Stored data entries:
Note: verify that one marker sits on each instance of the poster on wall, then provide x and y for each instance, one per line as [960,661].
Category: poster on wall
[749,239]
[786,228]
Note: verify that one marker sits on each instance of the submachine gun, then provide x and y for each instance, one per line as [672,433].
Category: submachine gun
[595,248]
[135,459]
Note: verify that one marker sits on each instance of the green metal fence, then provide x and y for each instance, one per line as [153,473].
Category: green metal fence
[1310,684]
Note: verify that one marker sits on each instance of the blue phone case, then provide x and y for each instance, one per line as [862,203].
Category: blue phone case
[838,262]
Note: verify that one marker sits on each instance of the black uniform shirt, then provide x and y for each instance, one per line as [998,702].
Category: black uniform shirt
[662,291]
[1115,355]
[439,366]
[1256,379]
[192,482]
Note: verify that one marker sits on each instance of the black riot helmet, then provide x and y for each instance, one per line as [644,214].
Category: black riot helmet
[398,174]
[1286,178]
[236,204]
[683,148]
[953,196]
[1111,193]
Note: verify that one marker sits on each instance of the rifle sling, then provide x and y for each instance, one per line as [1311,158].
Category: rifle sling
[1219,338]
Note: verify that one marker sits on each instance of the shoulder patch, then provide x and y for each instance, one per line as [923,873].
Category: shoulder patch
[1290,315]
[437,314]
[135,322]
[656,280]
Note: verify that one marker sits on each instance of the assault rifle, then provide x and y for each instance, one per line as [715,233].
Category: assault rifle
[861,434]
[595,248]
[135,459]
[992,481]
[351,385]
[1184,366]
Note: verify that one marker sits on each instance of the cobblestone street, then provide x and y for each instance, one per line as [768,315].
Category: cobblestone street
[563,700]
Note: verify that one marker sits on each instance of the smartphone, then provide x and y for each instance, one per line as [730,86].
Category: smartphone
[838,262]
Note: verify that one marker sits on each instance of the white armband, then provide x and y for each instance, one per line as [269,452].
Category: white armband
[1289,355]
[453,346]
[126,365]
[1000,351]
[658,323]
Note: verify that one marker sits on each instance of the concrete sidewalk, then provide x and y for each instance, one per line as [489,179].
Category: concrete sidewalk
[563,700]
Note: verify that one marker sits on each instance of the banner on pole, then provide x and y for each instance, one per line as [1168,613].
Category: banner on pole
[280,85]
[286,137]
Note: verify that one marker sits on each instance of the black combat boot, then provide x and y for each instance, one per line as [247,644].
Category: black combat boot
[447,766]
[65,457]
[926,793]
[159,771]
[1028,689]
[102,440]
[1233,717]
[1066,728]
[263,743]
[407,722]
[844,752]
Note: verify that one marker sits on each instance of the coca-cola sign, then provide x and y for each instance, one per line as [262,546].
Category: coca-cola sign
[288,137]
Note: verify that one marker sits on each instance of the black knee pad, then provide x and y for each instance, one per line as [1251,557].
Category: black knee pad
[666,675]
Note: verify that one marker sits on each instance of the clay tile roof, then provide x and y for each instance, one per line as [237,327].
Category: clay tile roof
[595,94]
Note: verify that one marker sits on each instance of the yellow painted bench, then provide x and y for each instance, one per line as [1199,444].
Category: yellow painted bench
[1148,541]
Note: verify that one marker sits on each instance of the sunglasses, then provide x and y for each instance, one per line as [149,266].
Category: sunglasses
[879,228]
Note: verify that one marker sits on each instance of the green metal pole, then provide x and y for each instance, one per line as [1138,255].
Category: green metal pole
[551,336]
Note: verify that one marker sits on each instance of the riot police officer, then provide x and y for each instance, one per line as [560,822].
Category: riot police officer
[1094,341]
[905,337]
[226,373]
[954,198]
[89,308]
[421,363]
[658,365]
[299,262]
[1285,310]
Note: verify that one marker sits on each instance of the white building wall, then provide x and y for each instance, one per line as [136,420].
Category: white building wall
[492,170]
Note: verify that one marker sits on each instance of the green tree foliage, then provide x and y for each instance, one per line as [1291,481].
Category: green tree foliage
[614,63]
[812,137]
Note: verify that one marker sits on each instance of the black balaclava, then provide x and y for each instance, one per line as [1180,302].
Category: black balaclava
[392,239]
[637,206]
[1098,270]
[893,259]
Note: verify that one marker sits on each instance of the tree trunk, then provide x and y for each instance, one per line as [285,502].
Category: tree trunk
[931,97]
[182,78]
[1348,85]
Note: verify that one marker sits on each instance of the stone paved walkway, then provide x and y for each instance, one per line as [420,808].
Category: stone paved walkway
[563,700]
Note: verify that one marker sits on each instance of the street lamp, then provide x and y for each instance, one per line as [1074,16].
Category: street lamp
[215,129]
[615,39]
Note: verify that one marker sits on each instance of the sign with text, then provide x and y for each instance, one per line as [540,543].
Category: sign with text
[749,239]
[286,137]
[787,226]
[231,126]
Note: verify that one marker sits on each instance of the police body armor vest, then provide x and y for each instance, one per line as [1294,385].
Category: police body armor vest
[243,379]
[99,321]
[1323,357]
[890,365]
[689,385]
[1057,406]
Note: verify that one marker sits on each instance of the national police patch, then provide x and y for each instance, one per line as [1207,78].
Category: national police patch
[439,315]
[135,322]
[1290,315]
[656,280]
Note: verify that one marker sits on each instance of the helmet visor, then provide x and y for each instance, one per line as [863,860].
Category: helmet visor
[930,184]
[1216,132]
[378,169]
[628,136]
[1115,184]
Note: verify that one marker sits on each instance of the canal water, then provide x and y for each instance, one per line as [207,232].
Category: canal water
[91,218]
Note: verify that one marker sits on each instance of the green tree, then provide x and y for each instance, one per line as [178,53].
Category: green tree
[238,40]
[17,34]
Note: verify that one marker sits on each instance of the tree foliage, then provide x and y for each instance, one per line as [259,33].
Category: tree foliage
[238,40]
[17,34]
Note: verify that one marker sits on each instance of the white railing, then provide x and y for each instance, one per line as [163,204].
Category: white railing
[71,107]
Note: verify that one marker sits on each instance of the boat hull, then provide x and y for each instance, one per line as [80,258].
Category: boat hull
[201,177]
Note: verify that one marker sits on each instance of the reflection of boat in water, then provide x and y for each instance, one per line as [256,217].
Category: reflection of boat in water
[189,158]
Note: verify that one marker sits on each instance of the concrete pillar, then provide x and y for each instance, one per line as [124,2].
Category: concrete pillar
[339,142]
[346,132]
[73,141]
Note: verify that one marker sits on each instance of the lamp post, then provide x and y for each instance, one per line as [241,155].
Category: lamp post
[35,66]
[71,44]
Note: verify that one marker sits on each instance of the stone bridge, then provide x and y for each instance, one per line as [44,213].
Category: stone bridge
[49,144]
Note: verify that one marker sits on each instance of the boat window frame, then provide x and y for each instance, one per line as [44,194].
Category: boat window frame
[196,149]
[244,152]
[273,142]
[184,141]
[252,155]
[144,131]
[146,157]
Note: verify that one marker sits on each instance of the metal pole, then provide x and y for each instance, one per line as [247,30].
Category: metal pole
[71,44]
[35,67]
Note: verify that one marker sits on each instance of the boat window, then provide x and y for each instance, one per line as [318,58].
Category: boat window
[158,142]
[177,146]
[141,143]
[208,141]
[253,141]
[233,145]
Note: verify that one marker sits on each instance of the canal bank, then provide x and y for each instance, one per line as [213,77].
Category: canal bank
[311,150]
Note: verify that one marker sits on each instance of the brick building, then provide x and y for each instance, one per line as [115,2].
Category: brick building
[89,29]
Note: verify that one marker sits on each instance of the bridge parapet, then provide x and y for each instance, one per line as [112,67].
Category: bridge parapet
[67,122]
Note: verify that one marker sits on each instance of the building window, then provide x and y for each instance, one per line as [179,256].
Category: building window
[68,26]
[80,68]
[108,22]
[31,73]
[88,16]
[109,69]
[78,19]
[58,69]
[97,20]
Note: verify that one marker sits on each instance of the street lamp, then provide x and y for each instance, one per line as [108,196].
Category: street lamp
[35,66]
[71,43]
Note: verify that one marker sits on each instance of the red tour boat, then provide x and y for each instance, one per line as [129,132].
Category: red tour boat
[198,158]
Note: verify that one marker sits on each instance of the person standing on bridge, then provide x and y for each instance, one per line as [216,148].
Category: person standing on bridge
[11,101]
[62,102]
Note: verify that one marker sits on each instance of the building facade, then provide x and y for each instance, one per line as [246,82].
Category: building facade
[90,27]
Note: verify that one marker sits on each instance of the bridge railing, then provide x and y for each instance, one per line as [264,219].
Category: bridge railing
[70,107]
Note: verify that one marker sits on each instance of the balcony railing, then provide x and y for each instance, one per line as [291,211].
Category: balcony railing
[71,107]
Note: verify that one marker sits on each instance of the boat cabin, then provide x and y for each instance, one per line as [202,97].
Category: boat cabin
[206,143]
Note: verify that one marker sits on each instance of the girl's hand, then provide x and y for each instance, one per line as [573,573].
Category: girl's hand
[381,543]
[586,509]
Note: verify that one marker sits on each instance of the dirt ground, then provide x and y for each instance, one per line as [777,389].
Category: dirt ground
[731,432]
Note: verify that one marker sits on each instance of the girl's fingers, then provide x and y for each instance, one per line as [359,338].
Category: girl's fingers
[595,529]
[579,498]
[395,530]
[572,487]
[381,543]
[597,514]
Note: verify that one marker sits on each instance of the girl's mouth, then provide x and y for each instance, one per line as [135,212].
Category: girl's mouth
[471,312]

Task prompt: Beginning with the line that has "line as [237,327]." and ending with the line that has "line as [1199,444].", set down the lines above exactly and include no others.

The completed task:
Note: verify that one marker sits on each instance of the clay tile roof, then provide x and y for each instance, one per line as [237,327].
Category: clay tile roof
[595,94]
Note: verify that one marker sits on each instance of the yellow painted bench, then provide x and y for each instance, one per line as [1199,444].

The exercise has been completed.